■ Ziel A ■
Formuliere den Absatz im Lesetext, der mit „wir müssen das e an sich einbauen“ beginnt, als kurze Liste um und behalte seine wesentlichen Angaben bei.

■ Lesetext ■
:::::
Also, ich meine entweder im Fall, dass das Ergebnis angezeigt wird, wie auch mittendrin - 
dass man einfach den Rechner so oft benutzen kann wie man will, ohne immer auf "Play" gehen zu müssen.

Edit: Ah Ok, da muss einfach das Double ergebnisTmp beim PI wegfallen  Danke


----------



## javabeginners18 (18. Jan 2018)

noch wegen dem Euler und Exp... wir haben zwei Sachen einzubauen:

wir müssen das e an sich einbauen, also das Math.E..
und wir müssen das _exp *Exponential to base e* _einbauen, 
also quasi e hoch irgendwas, was der User eingibt. 

Kann man das auch über einen internen Befehl,
der schon abgespeichert ist, wie z. B. Math.E einfügen,
oder muss das selbst gemacht werden?


----------



## JStein52 (18. Jan 2018)

javabeginners18 hat gesagt.:


> noch wegen dem Euler und Exp... wir haben zwei Sachen einzubauen:


Kannst du mal ein Beispiel angeben dazu ? Was soll eingegeben werden ?

Und im Fall dass ein Ergebnis angezeigt wird kannst du doch einfach eine neue Rechnung eingeben, das funktioniert doch schon ...


----------



## javabeginners18 (18. Jan 2018)

Oh stimmt, das habe ich gar nicht bemerkt  
also das *e* an sich muss eingebaut werden, Beispiel: 5 e * 
dazu kommt einfach noch das *exp*, das ist einfach e hoch die Zahl, die der Benutzer eingibt, Beispiel:
exp 2 (ist in dem Fall e hoch 2)
:::::
■ Bereitgestelltes Material ■
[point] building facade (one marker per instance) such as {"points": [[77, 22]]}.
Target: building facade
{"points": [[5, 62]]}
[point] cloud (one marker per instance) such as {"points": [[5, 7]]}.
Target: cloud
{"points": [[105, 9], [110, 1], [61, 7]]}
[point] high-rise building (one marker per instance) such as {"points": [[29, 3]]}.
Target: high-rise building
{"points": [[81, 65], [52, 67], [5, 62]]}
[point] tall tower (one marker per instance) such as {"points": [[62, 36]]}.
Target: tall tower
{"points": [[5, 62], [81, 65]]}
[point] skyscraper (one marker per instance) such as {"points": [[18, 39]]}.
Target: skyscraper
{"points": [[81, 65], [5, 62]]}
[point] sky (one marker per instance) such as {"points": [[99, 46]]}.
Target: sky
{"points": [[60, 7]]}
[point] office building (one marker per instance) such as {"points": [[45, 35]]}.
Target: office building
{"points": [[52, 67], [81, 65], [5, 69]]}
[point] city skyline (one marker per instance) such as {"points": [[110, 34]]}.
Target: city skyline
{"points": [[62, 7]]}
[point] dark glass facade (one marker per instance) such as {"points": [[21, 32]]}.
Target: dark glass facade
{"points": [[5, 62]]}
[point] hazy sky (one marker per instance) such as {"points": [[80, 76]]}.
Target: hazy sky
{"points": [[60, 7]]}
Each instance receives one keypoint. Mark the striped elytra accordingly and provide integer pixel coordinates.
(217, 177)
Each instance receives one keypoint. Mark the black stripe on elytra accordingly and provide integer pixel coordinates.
:::::
■ Ziel B ■
Entnimm unverändert die Datenzeilen, beginnend mit der Zeile, die „[point] high-rise building“ enthält, und endend mit der letzten Datenzeile, beide eingeschlossen.

■ Vollständige Lösung A ■
- Das e selbst (Math.E) muss eingebaut werden.
- Außerdem muss exp (Exponentialfunktion zur Basis e) eingebaut werden, also e hoch einen Wert, den der Benutzer eingibt.

■ Vollständige Lösung B ■
[point] high-rise building (one marker per instance) such as {"points": [[29, 3]]}.
Target: high-rise building
{"points": [[81, 65], [52, 67], [5, 62]]}
[point] tall tower (one marker per instance) such as {"points": [[62, 36]]}.
Target: tall tower
{"points": [[5, 62], [81, 65]]}
[point] skyscraper (one marker per instance) such as {"points": [[18, 39]]}.
Target: skyscraper
{"points": [[81, 65], [5, 62]]}
[point] sky (one marker per instance) such as {"points": [[99, 46]]}.
Target: sky
{"points": [[60, 7]]}
[point] office building (one marker per instance) such as {"points": [[45, 35]]}.
Target: office building
{"points": [[52, 67], [81, 65], [5, 69]]}
[point] city skyline (one marker per instance) such as {"points": [[110, 34]]}.
Target: city skyline
{"points": [[62, 7]]}
[point] dark glass facade (one marker per instance) such as {"points": [[21, 32]]}.
Target: dark glass facade
{"points": [[5, 62]]}
[point] hazy sky (one marker per instance) such as {"points": [[80, 76]]}.
Target: hazy sky
{"points": [[60, 7]]}
Each instance receives one keypoint. Mark the striped elytra accordingly and provide integer pixel coordinates.
(217, 177)
Each instance receives one keypoint. Mark the black stripe on elytra accordingly and provide integer pixel coordinates.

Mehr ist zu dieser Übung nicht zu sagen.